Object point labels:
────────────────────────────────────────
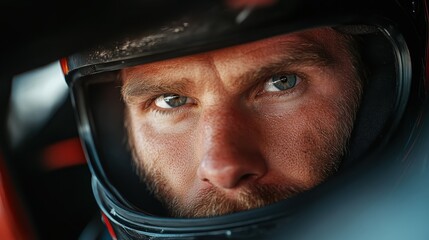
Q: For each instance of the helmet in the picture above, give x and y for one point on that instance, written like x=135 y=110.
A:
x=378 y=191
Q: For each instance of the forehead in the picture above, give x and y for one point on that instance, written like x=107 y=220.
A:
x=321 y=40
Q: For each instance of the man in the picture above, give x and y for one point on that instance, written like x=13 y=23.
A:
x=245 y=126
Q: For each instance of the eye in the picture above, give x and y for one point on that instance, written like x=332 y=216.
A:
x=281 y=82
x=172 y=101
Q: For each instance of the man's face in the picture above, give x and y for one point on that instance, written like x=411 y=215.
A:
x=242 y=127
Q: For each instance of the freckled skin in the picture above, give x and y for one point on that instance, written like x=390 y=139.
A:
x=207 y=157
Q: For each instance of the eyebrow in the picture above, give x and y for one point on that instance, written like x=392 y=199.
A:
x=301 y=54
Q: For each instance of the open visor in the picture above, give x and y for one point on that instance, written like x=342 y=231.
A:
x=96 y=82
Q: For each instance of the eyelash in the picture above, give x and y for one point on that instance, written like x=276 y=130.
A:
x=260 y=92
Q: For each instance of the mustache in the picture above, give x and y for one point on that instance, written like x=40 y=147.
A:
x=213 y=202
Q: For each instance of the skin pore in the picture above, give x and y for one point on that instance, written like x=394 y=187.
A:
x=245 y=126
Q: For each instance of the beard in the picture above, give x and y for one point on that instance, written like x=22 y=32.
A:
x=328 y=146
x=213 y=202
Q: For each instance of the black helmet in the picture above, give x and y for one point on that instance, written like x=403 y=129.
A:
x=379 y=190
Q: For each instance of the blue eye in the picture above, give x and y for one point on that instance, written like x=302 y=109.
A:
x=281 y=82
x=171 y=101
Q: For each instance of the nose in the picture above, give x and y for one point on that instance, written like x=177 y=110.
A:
────────────────────────────────────────
To do: Rewrite the data from the line with "Q: For each instance of the forehead" to the line with "x=242 y=127", putting "formatted as" wherever "written like" appears and keeping everything else unchanged.

Answer to this problem:
Q: For each instance of the forehead in the picture above, give x and y for one point on that instance, formatted as x=107 y=220.
A:
x=321 y=40
Q: For each instance of the man in the picture above, give x and y for one point on that instance, formatted as x=13 y=23.
A:
x=245 y=126
Q: For each instance of the eye in the picture above, give x and y for one point on that instance, formatted as x=332 y=216.
A:
x=281 y=82
x=172 y=101
Q: For each instance of the man's face in the picture above, give x and y for one point on that instance, formatted as x=411 y=215.
A:
x=242 y=127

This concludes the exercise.